__EXTRACTED TEXT__:
--- START ---

A new, less expensive, and faster method now has been developed and used to determine the DNA sequence of the male-specific Y chromosome in the gorilla. The technique will allow better access to genetic information of the Y chromosome of any species and thus can be used to study male infertility disorders and male-specific mutations. It also can aid in conservation genetics efforts by helping to trace paternity and to track how males move within and between populations in endangered species, like gorillas.
A paper describing the method and the discovery resulting from its use in comparing the sequence of the gorilla Y chromosome to the sequences of the human and chimpanzee Y chromosomes will be published on March 2, 2016 in the Advance Online edition of the journal Genome Research. The article also will be published in the April 2016 print issue of the journal.
The Y chromosome of mammals is incredibly difficult to sequence for a number of reasons. One reason is that the Y chromosome is present in only one copy and makes up only about one to two percent of the total genetic material found in a cell of a male. To reduce this difficulty, the researchers used an experimental technique called flow-sorting to preferentially select the Y chromosome for sequencing based on the chromosome’s size and genetic content.
The Y chromosome, like all DNA, is composed of a series of molecules called “bases” that are represented by the letters A, T, C, and G. Current genetic sequencing technologies produce “reads” of sequence that are much shorter than the entire length of the chromosome. These reads need to be placed in order and pieced together by finding places where they overlap into longer and longer chunks. The research team used two different sequencing technologies to help with this assembly of the DNA sequence of the Y chromosome.
One sequencing technology used by the researchers produces massive amounts of very short reads—about 150 to 250 bases in length. Using this method, the researchers sequenced enough reads to cover the entire length of the Y chromosome about 450 times. The researchers assembled these short reads into longer chunks that they then further connected using the second sequencing technology that produces longer reads—about seven thousand bases in length on average.

--- END ---

__TASKS TO COMPLETE__:
**A.** Reproduce the passage on sequencing the gorilla Y chromosome between "A paper describing" and "and genetic content.", inclusive.
**B.** According to the passage on sequencing the gorilla Y chromosome, what experimental technique did the researchers use to preferentially select the Y chromosome for sequencing?

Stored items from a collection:

--- START ---

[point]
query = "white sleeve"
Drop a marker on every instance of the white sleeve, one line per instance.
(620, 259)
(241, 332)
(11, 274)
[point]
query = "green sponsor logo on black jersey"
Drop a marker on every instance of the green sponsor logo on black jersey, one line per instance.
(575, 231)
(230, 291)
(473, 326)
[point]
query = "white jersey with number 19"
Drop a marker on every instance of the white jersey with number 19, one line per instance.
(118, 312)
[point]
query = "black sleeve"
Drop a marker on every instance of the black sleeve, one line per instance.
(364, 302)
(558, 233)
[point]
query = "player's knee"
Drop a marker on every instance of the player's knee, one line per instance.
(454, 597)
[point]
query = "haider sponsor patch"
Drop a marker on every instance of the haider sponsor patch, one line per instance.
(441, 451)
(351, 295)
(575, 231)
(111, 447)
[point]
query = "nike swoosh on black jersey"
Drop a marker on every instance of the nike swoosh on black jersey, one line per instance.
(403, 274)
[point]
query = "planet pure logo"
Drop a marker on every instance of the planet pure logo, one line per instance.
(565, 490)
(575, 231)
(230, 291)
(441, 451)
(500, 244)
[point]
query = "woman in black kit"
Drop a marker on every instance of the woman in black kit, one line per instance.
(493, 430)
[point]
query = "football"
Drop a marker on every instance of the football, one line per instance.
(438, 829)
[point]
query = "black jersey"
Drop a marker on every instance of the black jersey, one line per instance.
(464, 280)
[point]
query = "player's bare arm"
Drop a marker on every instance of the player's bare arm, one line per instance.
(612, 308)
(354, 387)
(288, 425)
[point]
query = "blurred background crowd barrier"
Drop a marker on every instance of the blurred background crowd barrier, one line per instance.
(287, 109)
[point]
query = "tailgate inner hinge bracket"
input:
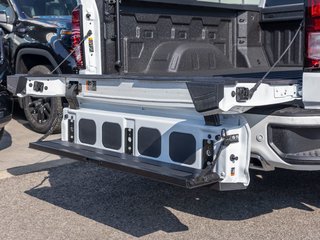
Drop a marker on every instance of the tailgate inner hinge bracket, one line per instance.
(72, 90)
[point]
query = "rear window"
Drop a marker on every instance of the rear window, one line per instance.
(271, 3)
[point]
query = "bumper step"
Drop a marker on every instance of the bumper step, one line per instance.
(169, 173)
(304, 158)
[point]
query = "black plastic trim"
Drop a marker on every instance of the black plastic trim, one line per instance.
(292, 154)
(169, 173)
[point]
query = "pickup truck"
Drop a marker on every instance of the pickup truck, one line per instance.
(192, 93)
(37, 37)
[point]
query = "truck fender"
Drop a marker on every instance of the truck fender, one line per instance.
(39, 52)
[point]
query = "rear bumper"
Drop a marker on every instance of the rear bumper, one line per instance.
(6, 107)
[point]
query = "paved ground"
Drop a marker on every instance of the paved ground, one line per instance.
(16, 154)
(83, 201)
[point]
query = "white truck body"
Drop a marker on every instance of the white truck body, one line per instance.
(191, 130)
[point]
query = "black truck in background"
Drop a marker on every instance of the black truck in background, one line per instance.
(37, 38)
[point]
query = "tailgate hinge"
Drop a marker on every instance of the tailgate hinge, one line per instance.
(72, 90)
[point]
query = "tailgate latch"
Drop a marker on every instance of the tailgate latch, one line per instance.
(242, 94)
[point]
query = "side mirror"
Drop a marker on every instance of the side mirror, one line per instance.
(3, 17)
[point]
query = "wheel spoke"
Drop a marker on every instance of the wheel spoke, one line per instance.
(47, 107)
(46, 113)
(40, 116)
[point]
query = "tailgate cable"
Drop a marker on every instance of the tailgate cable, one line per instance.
(258, 84)
(60, 114)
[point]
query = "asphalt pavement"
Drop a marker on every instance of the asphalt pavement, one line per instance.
(84, 201)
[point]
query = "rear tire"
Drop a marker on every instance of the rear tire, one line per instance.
(41, 113)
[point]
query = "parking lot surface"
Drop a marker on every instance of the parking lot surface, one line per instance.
(84, 201)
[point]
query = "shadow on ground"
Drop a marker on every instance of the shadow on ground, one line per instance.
(18, 115)
(6, 141)
(138, 206)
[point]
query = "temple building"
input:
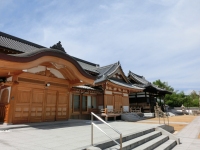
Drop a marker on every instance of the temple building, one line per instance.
(40, 84)
(147, 99)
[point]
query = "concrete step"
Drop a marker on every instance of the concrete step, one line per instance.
(109, 143)
(137, 141)
(168, 145)
(153, 143)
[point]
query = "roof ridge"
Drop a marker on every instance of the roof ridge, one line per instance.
(81, 60)
(20, 40)
(130, 72)
(109, 69)
(106, 66)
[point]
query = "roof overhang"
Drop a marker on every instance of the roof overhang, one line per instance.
(15, 64)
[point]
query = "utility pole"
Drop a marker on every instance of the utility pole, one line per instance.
(199, 100)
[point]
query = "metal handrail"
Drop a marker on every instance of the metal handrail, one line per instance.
(162, 114)
(93, 124)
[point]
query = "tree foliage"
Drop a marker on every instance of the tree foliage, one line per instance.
(176, 99)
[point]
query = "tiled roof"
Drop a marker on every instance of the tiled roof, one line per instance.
(17, 44)
(137, 78)
(106, 73)
(87, 65)
(143, 83)
(126, 84)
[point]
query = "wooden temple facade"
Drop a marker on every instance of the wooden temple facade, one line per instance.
(40, 84)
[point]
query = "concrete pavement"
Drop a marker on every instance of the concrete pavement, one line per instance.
(189, 136)
(63, 135)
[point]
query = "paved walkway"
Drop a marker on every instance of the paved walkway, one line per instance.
(189, 136)
(65, 135)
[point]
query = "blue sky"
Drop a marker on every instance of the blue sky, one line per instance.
(159, 39)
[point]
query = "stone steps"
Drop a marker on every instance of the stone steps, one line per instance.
(144, 140)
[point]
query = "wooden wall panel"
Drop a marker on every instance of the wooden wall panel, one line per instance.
(108, 100)
(37, 104)
(62, 106)
(100, 101)
(4, 96)
(50, 106)
(125, 101)
(118, 102)
(22, 105)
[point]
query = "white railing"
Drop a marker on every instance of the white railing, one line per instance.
(93, 124)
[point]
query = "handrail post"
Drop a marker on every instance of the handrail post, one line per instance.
(120, 141)
(91, 129)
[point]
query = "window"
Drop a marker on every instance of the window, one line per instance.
(84, 103)
(94, 102)
(76, 102)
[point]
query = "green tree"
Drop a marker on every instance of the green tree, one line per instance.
(176, 99)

--- END ---

__RESULTS OF THE EXERCISE__:
**A.**
A paper describing the method and the discovery resulting from its use in comparing the sequence of the gorilla Y chromosome to the sequences of the human and chimpanzee Y chromosomes will be published on March 2, 2016 in the Advance Online edition of the journal Genome Research. The article also will be published in the April 2016 print issue of the journal.
The Y chromosome of mammals is incredibly difficult to sequence for a number of reasons. One reason is that the Y chromosome is present in only one copy and makes up only about one to two percent of the total genetic material found in a cell of a male. To reduce this difficulty, the researchers used an experimental technique called flow-sorting to preferentially select the Y chromosome for sequencing based on the chromosome’s size and genetic content.

**B.** Flow-sorting.